As we all know Nintendo dubbed 2013 “The Year of Luigi”, promising a year filled with great Luigi centric games. They made good on this promise with fantastic titles such as Luigi’s Mansion: Dark Moon, New Super Luigi U., and Mario & Luigi: Dream Team. Everything seemed to be going great for Luigi after his supporting role in Super Mario 3D World, but his confidence got the best of him when he decided to take over his brother’s medical practice and release one last game. Dr. Luigi is the latest installment in Nintendo’s semi-classic puzzle series, and the puzzle action hasn’t changed much since the first installment in 1990. Luigi does bring with him some new game modes, but they aren’t enough to bring new life to this struggling series.
If you have played any of the seven previous entries in the Dr. Mario series you will know exactly what to expect from Dr. Luigi. Armed with colorful pills, you are tasked with defeating viruses who have taken up residence in a pill bottle shaped arena. How the viruses got into the pill bottle we may never know, but victory can only be obtained once they are fully eradicated. The randomly generated pills (consisting of mixed or solid colors) fall from the top and you must use them to create lines of the same color four or longer. To destroy a virus you must attach it to one of these lines and it will be cleared along with the pill pieces. Your goal is to defeat the viruses as quickly as possible and rack up a high score doing so. While there is no formal single player mode there are difficulties ranging from 1-20 and three speeds to ramp up the challenge. Other variations include Flash mode, which requires you to clear only specific viruses from a large group.

What you need to do:
• 1. Write out the passage of the Dr. Luigi review that begins with the words containing "As we all know" and ends with "this struggling series.".
• 2. In the Dr. Luigi review, what range of difficulty levels does the game offer?

Information given:
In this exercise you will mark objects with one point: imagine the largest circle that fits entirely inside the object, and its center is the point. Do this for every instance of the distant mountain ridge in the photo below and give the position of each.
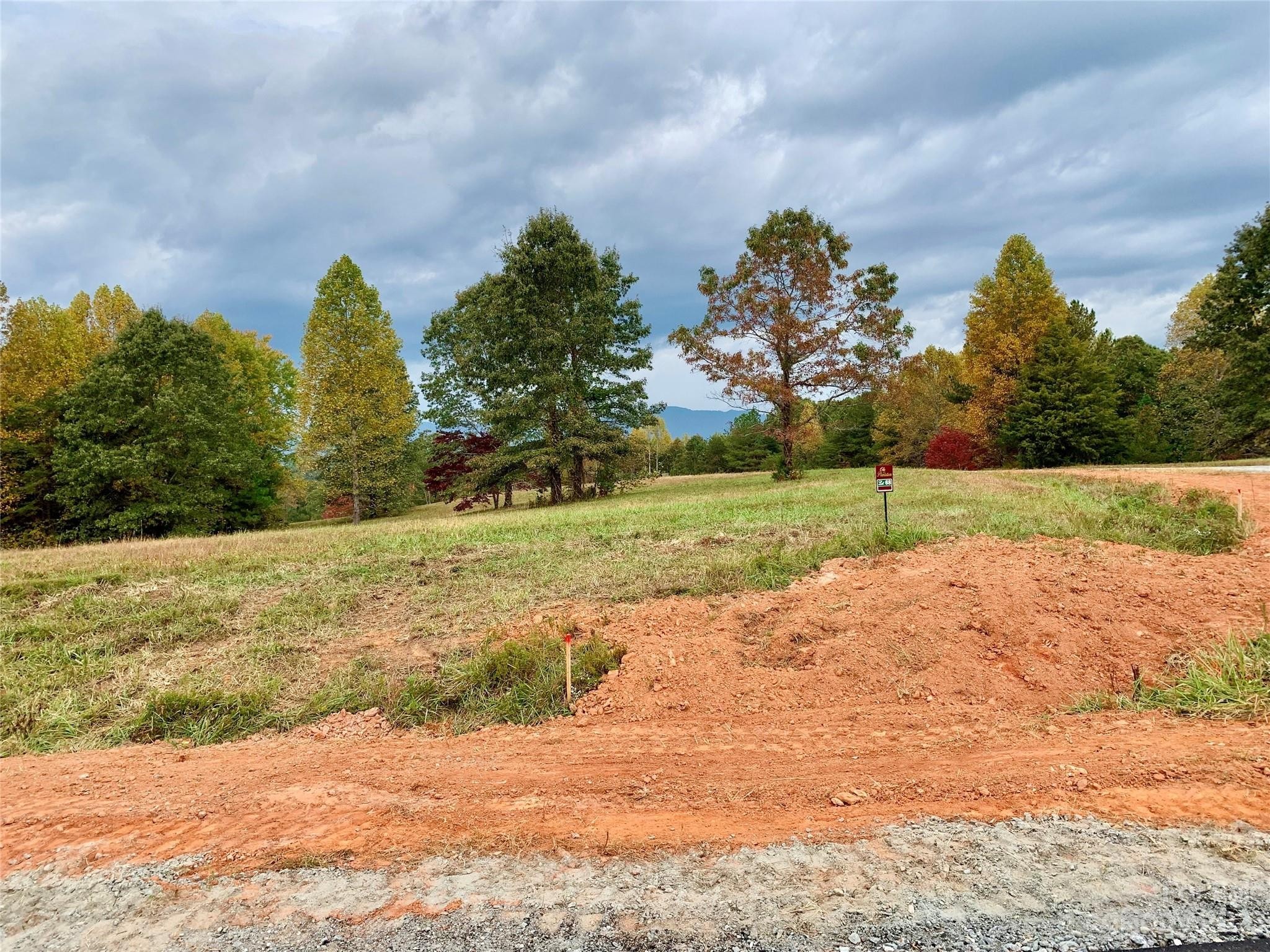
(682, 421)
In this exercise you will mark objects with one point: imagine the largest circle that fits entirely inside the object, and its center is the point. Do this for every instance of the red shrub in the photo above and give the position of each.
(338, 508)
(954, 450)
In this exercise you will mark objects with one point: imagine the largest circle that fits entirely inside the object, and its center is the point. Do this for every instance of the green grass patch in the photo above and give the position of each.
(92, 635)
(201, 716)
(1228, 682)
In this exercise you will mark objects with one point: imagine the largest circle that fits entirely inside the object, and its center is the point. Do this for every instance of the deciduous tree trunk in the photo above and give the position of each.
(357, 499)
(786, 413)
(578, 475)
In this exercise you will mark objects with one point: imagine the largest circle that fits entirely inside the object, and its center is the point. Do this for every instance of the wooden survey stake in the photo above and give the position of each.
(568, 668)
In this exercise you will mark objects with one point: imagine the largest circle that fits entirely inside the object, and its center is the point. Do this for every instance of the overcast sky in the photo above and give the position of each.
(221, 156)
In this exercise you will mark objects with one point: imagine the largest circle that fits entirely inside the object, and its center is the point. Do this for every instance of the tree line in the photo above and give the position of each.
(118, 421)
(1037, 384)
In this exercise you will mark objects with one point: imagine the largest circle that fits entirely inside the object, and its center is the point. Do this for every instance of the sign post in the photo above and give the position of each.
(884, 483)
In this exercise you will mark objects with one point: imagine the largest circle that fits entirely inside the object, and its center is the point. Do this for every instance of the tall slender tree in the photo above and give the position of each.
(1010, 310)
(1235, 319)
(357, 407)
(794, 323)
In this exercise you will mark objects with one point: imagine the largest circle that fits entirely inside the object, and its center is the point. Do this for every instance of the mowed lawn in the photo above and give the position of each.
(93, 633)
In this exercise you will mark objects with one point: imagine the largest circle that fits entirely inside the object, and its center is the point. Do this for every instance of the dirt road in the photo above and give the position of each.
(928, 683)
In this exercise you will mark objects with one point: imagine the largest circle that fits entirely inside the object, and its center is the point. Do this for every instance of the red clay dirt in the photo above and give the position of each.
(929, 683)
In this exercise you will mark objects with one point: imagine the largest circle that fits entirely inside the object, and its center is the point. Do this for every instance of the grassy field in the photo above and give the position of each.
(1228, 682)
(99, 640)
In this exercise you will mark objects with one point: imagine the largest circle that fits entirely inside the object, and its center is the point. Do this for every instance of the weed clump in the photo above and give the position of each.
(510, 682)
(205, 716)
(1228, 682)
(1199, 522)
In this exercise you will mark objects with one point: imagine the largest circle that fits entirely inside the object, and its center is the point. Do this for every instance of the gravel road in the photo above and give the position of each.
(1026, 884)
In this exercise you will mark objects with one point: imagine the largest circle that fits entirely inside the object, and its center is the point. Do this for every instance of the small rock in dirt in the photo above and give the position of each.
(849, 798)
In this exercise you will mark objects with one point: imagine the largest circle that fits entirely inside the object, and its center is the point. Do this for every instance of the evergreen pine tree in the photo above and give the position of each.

Exercise results:
• 1.
As we all know Nintendo dubbed 2013 “The Year of Luigi”, promising a year filled with great Luigi centric games. They made good on this promise with fantastic titles such as Luigi’s Mansion: Dark Moon, New Super Luigi U., and Mario & Luigi: Dream Team. Everything seemed to be going great for Luigi after his supporting role in Super Mario 3D World, but his confidence got the best of him when he decided to take over his brother’s medical practice and release one last game. Dr. Luigi is the latest installment in Nintendo’s semi-classic puzzle series, and the puzzle action hasn’t changed much since the first installment in 1990. Luigi does bring with him some new game modes, but they aren’t enough to bring new life to this struggling series.

• 2. Difficulties from 1 to 20.